▸ MATERIAL FOR THE TASK
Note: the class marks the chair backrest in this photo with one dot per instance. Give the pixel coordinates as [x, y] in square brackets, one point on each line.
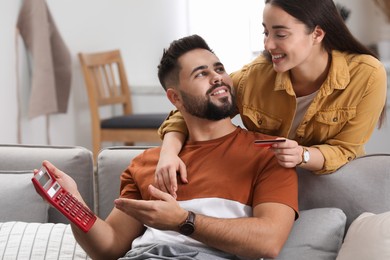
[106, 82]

---

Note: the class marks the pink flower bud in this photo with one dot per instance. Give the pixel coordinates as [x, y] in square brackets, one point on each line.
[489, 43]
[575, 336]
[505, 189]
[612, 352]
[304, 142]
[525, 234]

---

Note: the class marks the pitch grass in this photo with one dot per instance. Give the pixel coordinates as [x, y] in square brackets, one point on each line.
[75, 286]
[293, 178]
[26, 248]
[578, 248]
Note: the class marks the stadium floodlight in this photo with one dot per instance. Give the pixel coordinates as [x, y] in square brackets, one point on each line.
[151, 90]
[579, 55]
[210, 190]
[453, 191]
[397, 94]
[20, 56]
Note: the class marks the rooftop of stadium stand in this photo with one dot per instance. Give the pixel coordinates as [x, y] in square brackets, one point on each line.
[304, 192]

▸ EXERCISE
Find every row above that contains the word "square" and copy each of those rows in full. Letter case matters.

▸ EXPECTED ANSWER
Note: the class marks the chair backrest in this photo with one dot per instance. Give the pixel coordinates as [x, y] in square brackets, one point on each line.
Note: the class marks the pink flower bud in this photo with one dot per instance. Give the pixel coordinates as [x, y] in square brackets, one point on each line.
Note: the class marks the pitch grass in this photo with one dot per instance. Give the pixel coordinates as [x, y] in square brackets, one point on each line.
Note: the class marks the stadium floodlight in this photo with one dot per instance. Give the pixel coordinates as [x, y] in square brackets, one point on each line.
Note: the class marks the rooftop of stadium stand in this photo with one dot per instance. Give the pixel coordinates as [x, y] in square brackets, one point on each line.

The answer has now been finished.